*Supplied passage*
· · · · · · ·

UNITED STATES

SECURITIES AND EXCHANGE COMMISSION

WASHINGTON, DC 20549

 

FORM 8-K

 

CURRENT REPORT PURSUANT TO SECTION 13 OR 15(D) OF THE
SECURITIES EXCHANGE ACT OF 1934

 

Date of report (Date of earliest event reported): May 2, 2018

 

E-Debit Global Corporation

(Exact name of Registrant as specified in its charter)

 

 

Colorado 000-32051 98-0233968
(State or Other Jurisdiction
of Incorporation or Organization)
(Commission
File Number)
(I.R.S. Employer
Identification No.)

 

2801 Youngfield Street, Ste. 300

Golden, CO  80401

(Address of Principal Executive Offices)

 

(720) 840-5280

(Registrant's Telephone Number, Including Area Code)

 

_________________________________________________

(Former Name or Former Address, if Changed Since Last Report)

 

Check the appropriate box below if the Form 8-K filing is intended to simultaneously satisfy the filing obligation of the registrant under any of the following provisions (see General Instruction A.2. below):

 

☐ Written communications pursuant to Rule 425 under the Securities Act (17 CFR 230.425)

 

☐ Soliciting material pursuant to Rule 14a-12 under the Exchange Act (17 CFR 240.14a-12)

 

☐ Pre-commencement communications pursuant to Rule 14d-2(b) under the Exchange Act (17 CFR 240.14d-2(b))

 

☐ Pre-commencement communications pursuant to Rule 13e-4(c) under the Exchange Act (17 CFR 240.13e-4(c))

· · · · · · ·

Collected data
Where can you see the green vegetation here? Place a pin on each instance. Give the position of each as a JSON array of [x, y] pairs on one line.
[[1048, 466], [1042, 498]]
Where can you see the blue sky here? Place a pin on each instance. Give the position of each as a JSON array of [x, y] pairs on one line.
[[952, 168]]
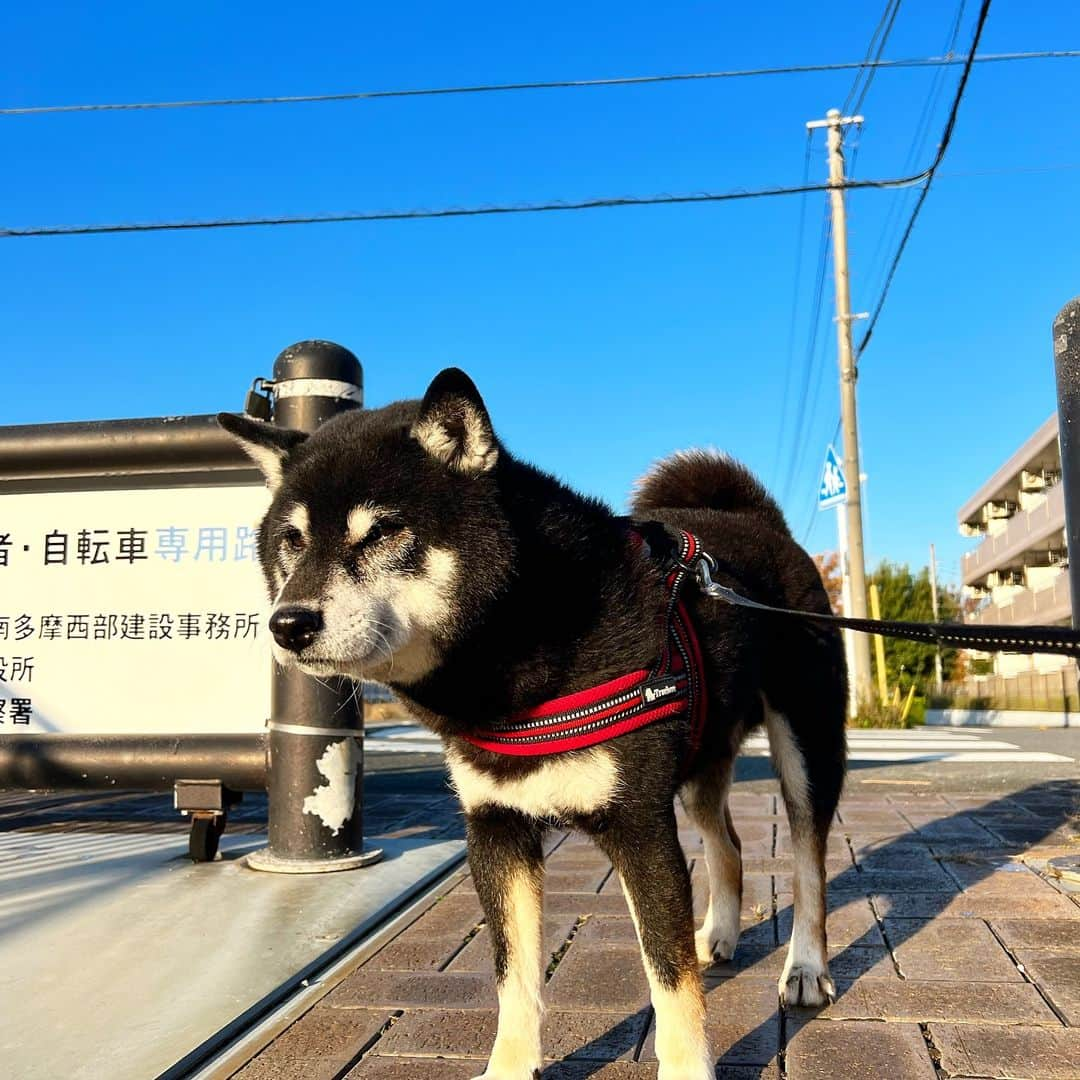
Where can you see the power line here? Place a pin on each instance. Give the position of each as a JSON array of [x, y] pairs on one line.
[[811, 387], [368, 95], [901, 206], [404, 215], [793, 316], [811, 352], [942, 148], [886, 24]]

· · · · · · ·

From the Form 8-K cover page, list every rule named in the checkbox provisions, giving each rule's CFR citation.

*Output of the exercise*
- Rule 425 under the Securities Act (17 CFR 230.425)
- Rule 14a-12 under the Exchange Act (17 CFR 240.14a-12)
- Rule 14d-2(b) under the Exchange Act (17 CFR 240.14d-2(b))
- Rule 13e-4(c) under the Exchange Act (17 CFR 240.13e-4(c))